» **Text to read**
______
Of immediate interest to this article is the case of GM cotton in India. In the late 1990s, some small seed companies smuggled Bt cotton into India. They bred the trait into their proprietary hybrids and released Bt cotton illegally (Shah, 2005; Herring, 2007). The Indian government took some action against the contraband Bt cotton and officially allowed the Indian seeds company Mahyco, which was in a partnership with Monsanto, to release its Bt hybrids in 2002 (Aga, 2021). India’s cotton seed market was valued at US$800 million in 2024 and around 95% of the cotton crop in India in 2022 came from GM seeds (Mordor Intelligence, 2024a). As with GM soy in Argentina and Brazil, the Indian state retains a strong interest in expanding cotton production, both for exports and to feed the domestic textiles industry (Parija, 2021). The country is already the world’s largest producer of cotton. In 2022, India was the third-largest exporter of raw cotton in the world.
______
» **Task set**
1. According to the passage on GM cotton in India, in what year was Mahyco officially permitted to release its Bt hybrids?
2. Extend the passage on GM cotton in India from the point at which it stops.
The listing that comes after this point originates from a separate source.

Coordinate annotation records:
______
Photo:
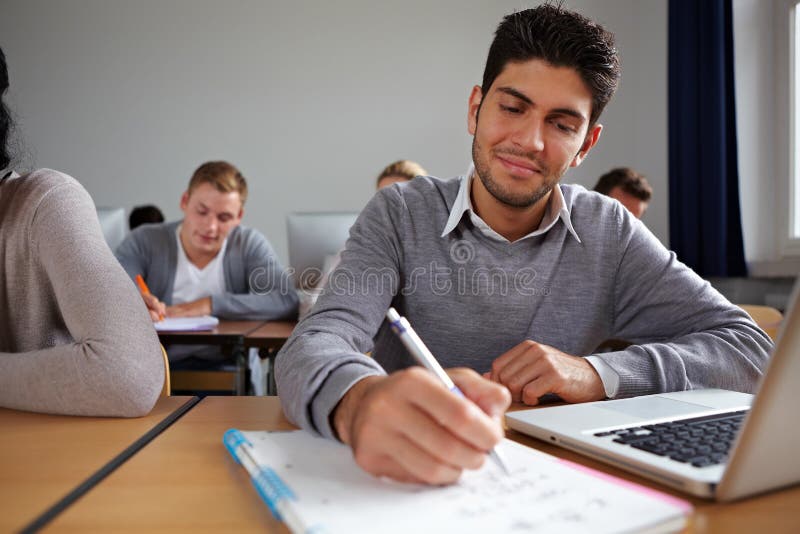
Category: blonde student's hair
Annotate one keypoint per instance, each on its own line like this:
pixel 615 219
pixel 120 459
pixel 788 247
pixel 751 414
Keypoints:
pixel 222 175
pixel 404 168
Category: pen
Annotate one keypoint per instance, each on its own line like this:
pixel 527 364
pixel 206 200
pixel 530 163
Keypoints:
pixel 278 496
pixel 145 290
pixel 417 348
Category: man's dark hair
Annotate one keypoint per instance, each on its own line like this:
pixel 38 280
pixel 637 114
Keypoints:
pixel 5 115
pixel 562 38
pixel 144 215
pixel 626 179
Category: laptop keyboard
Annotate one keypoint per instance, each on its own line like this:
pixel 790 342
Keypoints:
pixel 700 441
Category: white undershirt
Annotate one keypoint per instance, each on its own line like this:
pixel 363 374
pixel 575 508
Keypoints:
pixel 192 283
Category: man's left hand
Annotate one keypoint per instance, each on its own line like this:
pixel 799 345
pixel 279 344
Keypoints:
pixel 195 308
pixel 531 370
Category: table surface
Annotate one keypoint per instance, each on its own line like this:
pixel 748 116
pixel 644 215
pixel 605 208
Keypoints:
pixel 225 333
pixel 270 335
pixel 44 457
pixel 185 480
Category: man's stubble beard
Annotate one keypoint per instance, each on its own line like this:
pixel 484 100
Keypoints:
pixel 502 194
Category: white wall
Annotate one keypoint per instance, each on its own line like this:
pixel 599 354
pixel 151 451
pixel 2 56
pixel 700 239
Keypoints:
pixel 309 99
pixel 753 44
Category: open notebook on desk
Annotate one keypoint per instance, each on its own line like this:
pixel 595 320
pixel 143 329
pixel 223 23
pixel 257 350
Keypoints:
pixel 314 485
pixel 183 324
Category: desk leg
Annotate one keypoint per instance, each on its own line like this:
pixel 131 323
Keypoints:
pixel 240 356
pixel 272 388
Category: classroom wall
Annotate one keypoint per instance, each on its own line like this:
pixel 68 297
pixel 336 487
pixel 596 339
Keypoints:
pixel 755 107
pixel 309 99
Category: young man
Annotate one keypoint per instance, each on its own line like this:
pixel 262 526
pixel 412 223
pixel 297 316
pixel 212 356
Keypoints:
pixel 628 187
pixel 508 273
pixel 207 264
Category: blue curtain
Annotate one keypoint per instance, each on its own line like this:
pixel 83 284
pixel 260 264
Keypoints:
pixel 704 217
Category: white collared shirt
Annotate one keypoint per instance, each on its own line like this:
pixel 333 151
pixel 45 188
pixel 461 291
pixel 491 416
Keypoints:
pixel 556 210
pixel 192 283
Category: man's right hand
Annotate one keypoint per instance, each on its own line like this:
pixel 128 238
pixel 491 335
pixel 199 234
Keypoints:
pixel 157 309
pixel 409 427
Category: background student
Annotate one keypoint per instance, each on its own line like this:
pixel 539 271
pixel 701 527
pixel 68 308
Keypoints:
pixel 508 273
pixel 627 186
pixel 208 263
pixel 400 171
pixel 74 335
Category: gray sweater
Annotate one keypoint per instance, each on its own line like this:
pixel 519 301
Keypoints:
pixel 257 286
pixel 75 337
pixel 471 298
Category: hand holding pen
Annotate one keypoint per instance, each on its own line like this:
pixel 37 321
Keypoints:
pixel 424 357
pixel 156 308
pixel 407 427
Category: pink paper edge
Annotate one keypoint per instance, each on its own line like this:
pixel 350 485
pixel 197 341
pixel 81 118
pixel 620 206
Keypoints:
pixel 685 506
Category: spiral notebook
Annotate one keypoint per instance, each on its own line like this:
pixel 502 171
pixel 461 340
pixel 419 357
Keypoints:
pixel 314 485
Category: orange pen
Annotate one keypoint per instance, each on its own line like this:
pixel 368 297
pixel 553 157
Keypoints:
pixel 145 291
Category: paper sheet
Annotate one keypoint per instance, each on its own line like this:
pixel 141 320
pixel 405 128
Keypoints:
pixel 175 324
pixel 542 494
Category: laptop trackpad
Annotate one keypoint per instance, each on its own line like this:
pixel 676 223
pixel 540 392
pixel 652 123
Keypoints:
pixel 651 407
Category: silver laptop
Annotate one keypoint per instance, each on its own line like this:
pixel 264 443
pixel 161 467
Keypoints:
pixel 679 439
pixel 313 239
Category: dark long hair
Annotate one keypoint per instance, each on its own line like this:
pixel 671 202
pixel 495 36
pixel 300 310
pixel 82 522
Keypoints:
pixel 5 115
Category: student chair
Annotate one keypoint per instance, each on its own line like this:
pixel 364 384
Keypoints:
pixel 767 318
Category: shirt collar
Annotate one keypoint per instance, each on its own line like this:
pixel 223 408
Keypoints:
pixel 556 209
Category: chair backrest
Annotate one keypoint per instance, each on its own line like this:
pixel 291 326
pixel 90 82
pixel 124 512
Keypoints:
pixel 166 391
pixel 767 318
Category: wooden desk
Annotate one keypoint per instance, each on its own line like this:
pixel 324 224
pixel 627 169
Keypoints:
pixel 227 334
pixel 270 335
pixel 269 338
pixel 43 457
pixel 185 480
______
» **Answer set**
1. 2002

2.
In a parallel and far-reaching phenomenon, India is now the world’s fourth largest producer of agrochemicals. The Indian agrochemicals industry was estimated at US$8.22 billion in 2024 and is forecasted to grow to US$13.08 billion by 2029 (Mordor Intelligence, 2024b). The industry’s rapid growth in the past decade has also now made it the world’s second largest exporter of agrochemicals: exports have doubled from US$2.6 billion in 2017–2018 to US$5.5 billion in 2022–2023 (Agro Pages, 2023), even as industry bodies envision turning India into a global agrochemical production hub with state support for the sector’s expansion through favorable policies around manufacturing, taxes, and exports.

As patents on chemicals like glyphosate expire, and Chinese private and state-led firms expand in generic manufacturing (Shattuck, 2021), Indian companies have profitably imported active ingredients from China, and manufactured formulations for domestic consumption and export (Pray and Nagarajan, 2014). For example, annual herbicide production in India has almost tripled in the decade between 2005–2006 and 2015–2016, on account of successive liberalization policies and shifts in global production regimes (Das Gupta et al., 2017).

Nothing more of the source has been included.